> _DIRECTION_:
Can you write out the listing again, swapping "smokestack" for "chimney" and changing nothing else? Leave the pictures out of your answer.

> _RECORDS FOR THIS EXERCISE_:
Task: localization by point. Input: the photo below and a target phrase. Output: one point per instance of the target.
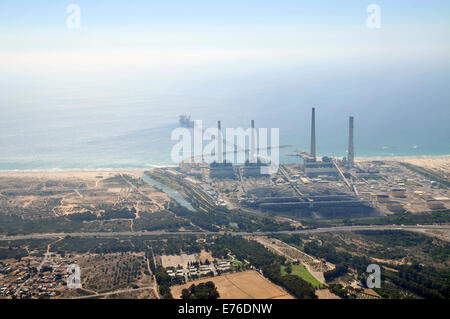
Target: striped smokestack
(351, 147)
(313, 134)
(219, 143)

> _ANSWER IN FULL_:
Task: localization by point. Input: the photo below and a target phrase. Output: one point per instance of the target.
Target: striped chimney
(351, 147)
(313, 134)
(219, 143)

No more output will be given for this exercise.